> DIRECTIONS FOR THIS TASK
Your answer must consist of every line from the data below that includes the word "Rules".

Data items
******************************

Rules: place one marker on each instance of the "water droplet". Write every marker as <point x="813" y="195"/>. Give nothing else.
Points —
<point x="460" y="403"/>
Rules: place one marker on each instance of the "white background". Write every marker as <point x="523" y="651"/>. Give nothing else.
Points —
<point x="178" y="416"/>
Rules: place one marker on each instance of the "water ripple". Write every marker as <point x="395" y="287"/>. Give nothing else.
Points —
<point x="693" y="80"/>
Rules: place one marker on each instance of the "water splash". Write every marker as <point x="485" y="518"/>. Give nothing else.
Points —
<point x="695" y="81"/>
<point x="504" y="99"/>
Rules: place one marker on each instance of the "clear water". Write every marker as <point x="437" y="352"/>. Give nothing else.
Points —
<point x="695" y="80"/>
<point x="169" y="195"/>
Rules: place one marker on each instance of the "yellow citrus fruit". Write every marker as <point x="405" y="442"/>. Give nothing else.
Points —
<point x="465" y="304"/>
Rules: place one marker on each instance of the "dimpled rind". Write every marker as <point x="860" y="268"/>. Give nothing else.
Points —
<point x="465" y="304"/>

******************************

> ANSWER TO THE EXERCISE
Rules: place one marker on each instance of the "water droplet". Write every marker as <point x="813" y="195"/>. Give nothing else.
Rules: place one marker on each instance of the "white background". Write every marker as <point x="523" y="651"/>. Give nothing else.
Rules: place one marker on each instance of the "water ripple". Write every marker as <point x="395" y="287"/>. Give nothing else.
Rules: place one marker on each instance of the "water splash". Write every marker as <point x="485" y="518"/>. Give nothing else.
Rules: place one marker on each instance of the "clear water". Write every marker as <point x="437" y="352"/>. Give nothing else.
Rules: place one marker on each instance of the "yellow citrus fruit". Write every marker as <point x="405" y="442"/>. Give nothing else.
Rules: place one marker on each instance of the "dimpled rind". Write every marker as <point x="860" y="268"/>. Give nothing else.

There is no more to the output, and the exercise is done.